READING PASSAGE -
I just wish I didn't feel so alone sometimes.

sorry to hear Littlesecret, here is a weird flower for you, and maybe you won't feel alone anymore sometime in the future

hanging-flowers.jpg


It's a beautiful flower Peaches, thank you.


Veruca said:
Littlesecret said:
Felt very sad and stressed today and spent most of it in bed, just trying to remember everything my councillor said to me so tomorrow is better.
I just wish I didn't feel so alone sometimes.


I'm sorry Littlesecret...hang in there. I know how such days can be...perhaps you can distract yourself? Put on something nice and go out for a walk...or get comfy and watch a movie or read a book?

Hope you feel better ... hugs

Peaches - that flower looks like a fairy! Or maybe I am seeing things heh

Thank you Veruca :) yeah I feel a little better today, sat in the garden I hear vitamin d is good for depression. It seems to be making me feel better, it's either that or heatstroke. I'll let you know.


ladyforsaken said:
Littlesecret said:
Felt very sad and stressed today and spent most of it in bed, just trying to remember everything my councillor said to me so tomorrow is better.
I just wish I didn't feel so alone sometimes.

*hugs*
Hope the next day is a better day for you. Keep strong and positive as much as you can.


Thank you Miss Lady, your kind words always make me smile.
 
I wish I had been on in the morning. I hope you're okay and didn't do what you said you were going to do. I would feel so bad. :(

kamya said:
When I'm alone sometimes I think I can feel my soul slowly dying.

That's when you pick up your phone and send a message to me, or send a message to any of your other awesome friends from here or irl. *hugs*
Hope you'll feel better soon.
 
Man they're leaving this honeysuckle late, I can't even be bothered with it.
 
Peaches said:
Triple Bogey said:
tomorrow will be a fresia up no matter what !

maybe not…

I didn't bother doing what I had planned so it wasn't


Peaches said:
Triple Bogey said:
tomorrow will be a fresia up no matter what !

maybe not…

I didn't bother doing what I had planned so it wasn't


10 days off and no sunny days in sight !
Anywhere !
Pissed off !
Of course today was sunny when I was at work.
 
My state of being angry, frustrated, and sad has once again resulted in sleeping late, not doing any job applications, not working on my story, not playing my guitar, not drawing, not reading, not even working on my Star Wars roleplaying game quest. I want to do these things but find it so hard to find motivation when I'm feeling this blue.

TASK LIST -
(1) In the forum thread, what does Veruca say Peaches's flower looks like?
(2) Write the next post in the forum thread, picking up after its last post.

RECORD EXCERPTS -
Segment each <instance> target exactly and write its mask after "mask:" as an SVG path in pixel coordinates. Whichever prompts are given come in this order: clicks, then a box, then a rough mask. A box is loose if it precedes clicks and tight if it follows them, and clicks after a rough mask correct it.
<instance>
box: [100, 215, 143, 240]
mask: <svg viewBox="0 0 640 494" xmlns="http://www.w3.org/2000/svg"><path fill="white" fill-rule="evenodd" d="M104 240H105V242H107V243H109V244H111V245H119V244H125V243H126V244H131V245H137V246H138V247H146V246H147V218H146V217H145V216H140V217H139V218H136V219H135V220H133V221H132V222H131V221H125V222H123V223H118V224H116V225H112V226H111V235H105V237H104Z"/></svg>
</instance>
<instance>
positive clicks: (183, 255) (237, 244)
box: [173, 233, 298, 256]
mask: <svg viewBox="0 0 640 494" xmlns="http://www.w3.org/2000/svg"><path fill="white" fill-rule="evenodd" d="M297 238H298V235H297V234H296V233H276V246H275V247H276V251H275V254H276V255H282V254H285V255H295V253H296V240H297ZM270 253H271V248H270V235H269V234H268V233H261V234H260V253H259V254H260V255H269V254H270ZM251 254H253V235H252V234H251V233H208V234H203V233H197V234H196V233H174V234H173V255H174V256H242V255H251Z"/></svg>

ANSWERS FOR THIS EXERCISE -
(1) A fairy.

(2)
It's really easy to forget I'm around...even if I am where you always expected me to be :(
 
My sister-in-law is off with friends having a girl's night out, and has posted a bunch of pictures on Facebook. I'm sitting here feeling all down on myself and defective because at the age of 42, I can honestly say I have never been on a girl's night out...never mind that it wouldn't be my thing and the thought of hanging out with a bunch of other women makes me shudder (too much drama), I still feel upset. Some days it's hard to reconcile my thoughts on 'Who I am' compared to 'Who I think I should be to fit in'...if that makes sense.
 
ringwood said:
My sister-in-law is off with friends having a girl's night out, and has posted a bunch of pictures on Facebook. I'm sitting here feeling all down on myself and defective because at the age of 42, I can honestly say I have never been on a girl's night out...never mind that it wouldn't be my thing and the thought of hanging out with a bunch of other women makes me shudder (too much drama), I still feel upset. Some days it's hard to reconcile my thoughts on 'Who I am' compared to 'Who I think I should be to fit in'...if that makes sense.

Hugs :)
 
^ Hang in there, it will come back :). I bet you do :(. (((((Big hugs))))))


Urgh I am so annoyed about something, but can't deal with it until tomorrow. I think I am really going to have to really emhrace being mindful today instead of wasting thinking about this problem.
 
^ I am :). Huh my previous annoyment has been relieved in a very surprising manner, but pleasing.
 
When you meet all the wrong persons, you have to make sure you keep them out of your life. That's one mistake I keep repeating - trying to rely on unreliable people, when the only reliable person in my life is ME.